→ Provided passage
►

But when you look at these life stories, it’s a roller coaster. You get much drama. It could fill volumes of books. That’s off-topic.
What is the most significant state of mind people should have when investing long-term or for financial stability? How can they lower their anxiety and avoid stress-related illnesses caused by financial despair?
Peterson: That’s a great question. It’s tough. Too many people have the mindset that they can’t afford to invest. That’s very shortsighted. You can afford to invest if you prioritize it in your budget. You have to cut back on certain things. Skip that $6 latte today, or resist the temptation to stop at the convenience store and spend $20 on snacks for the kids. It happens so often.
It’s so easy to spend money these days. You can tap your phone—you don’t have to think about it. You don’t have to pull out cash, which is much harder to part with. But when you’re tapping your phone, it feels like, “I’ll deal with that later, no big deal.” So we run up debt. We have more consumer credit card debt in this country than ever. It’s scary. And I understand the big reason is inflation.

◄

→ Material provided
►

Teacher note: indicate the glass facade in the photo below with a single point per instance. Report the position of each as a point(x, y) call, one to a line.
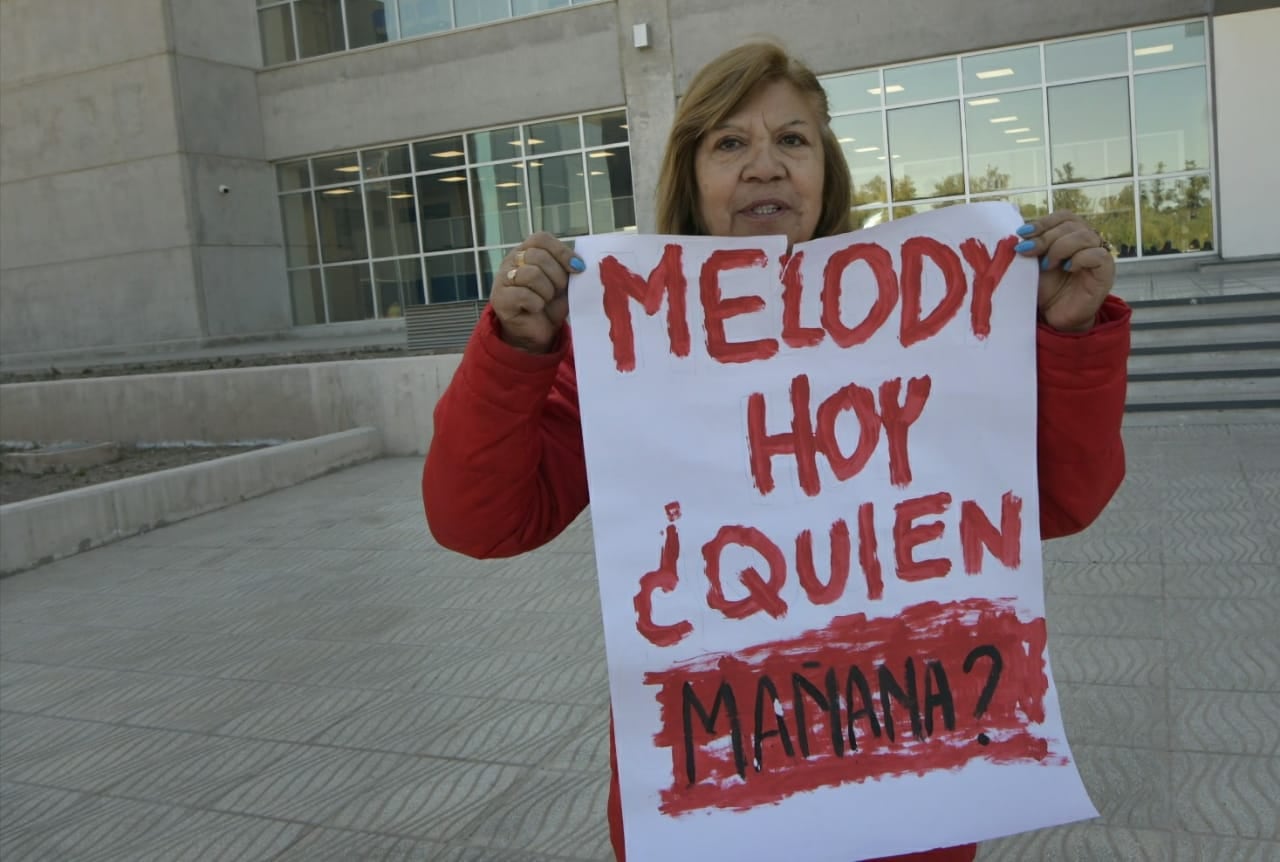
point(295, 30)
point(1114, 126)
point(371, 231)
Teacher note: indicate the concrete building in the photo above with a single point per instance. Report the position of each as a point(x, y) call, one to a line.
point(181, 172)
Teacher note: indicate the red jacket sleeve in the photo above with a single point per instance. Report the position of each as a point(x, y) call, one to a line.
point(1080, 387)
point(504, 471)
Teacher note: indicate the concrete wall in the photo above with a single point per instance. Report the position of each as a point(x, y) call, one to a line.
point(1246, 68)
point(394, 396)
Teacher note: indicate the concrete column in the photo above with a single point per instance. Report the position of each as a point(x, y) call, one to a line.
point(649, 82)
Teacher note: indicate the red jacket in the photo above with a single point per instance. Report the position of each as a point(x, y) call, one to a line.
point(506, 471)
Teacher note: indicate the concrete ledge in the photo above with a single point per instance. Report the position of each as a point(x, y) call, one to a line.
point(44, 529)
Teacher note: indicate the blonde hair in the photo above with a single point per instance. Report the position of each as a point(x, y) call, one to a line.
point(713, 95)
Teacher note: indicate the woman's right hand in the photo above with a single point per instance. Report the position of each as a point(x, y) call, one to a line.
point(530, 292)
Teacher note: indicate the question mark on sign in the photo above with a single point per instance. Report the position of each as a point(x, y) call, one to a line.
point(988, 691)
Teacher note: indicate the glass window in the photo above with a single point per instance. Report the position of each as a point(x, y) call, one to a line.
point(1001, 69)
point(341, 217)
point(452, 278)
point(421, 17)
point(300, 229)
point(862, 137)
point(1109, 209)
point(1176, 215)
point(1087, 58)
point(319, 27)
point(858, 91)
point(442, 199)
point(1171, 121)
point(499, 204)
point(389, 162)
point(306, 296)
point(1171, 45)
point(392, 218)
point(919, 82)
point(293, 174)
point(1006, 141)
point(558, 195)
point(924, 151)
point(1089, 131)
point(497, 145)
point(479, 12)
point(552, 137)
point(528, 7)
point(351, 296)
point(606, 130)
point(440, 153)
point(609, 182)
point(342, 168)
point(370, 22)
point(275, 26)
point(398, 283)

◄

→ Work instructions
1 > In the interview with Peterson, repeat the passage beginning at the words "Peterson: That’s a" and stopping after "reason is inflation.", changing "latte" to "cappuccino".
2 > According to the interview with Peterson, what is the big reason behind record consumer credit card debt?
3 > Continue the interview with Peterson from its last line.

→ Answers by item
1 >
Peterson: That’s a great question. It’s tough. Too many people have the mindset that they can’t afford to invest. That’s very shortsighted. You can afford to invest if you prioritize it in your budget. You have to cut back on certain things. Skip that $6 cappuccino today, or resist the temptation to stop at the convenience store and spend $20 on snacks for the kids. It happens so often.
It’s so easy to spend money these days. You can tap your phone—you don’t have to think about it. You don’t have to pull out cash, which is much harder to part with. But when you’re tapping your phone, it feels like, “I’ll deal with that later, no big deal.” So we run up debt. We have more consumer credit card debt in this country than ever. It’s scary. And I understand the big reason is inflation.

2 > Inflation.

3 >
We’ve had crazy inflation in the last few years, and the numbers they report don’t reflect the true picture. They say costs have risen 20% over the last four years, but that’s inaccurate. The real numbers are closer to 40% or 50% for daily necessities.
Wages haven’t kept up with inflation, so real wages are lower than before. But that doesn’t mean you can’t invest a certain percentage of your income. Always pay yourself first. And when you invest, don’t chase something that sounds too good to be true. So many people have lost everything trying to get rich quickly, thinking it will happen overnight. Investing is easy, but it takes time to build wealth.
What makes it meaningful is that you’re in it for the long haul. It’s like starting a business. I admire and respect entrepreneurs—they become some of the wealthiest people in the world. However, not everyone has the desire or the capacity to handle the stress, worry, and time it takes to build a successful business.
So why not buy into a business that’s already established? Most people don’t even realize that’s possible—that’s what the stock market is—the capital markets. But when people hear “stock market,” they think it’s a gamble, like going to Vegas.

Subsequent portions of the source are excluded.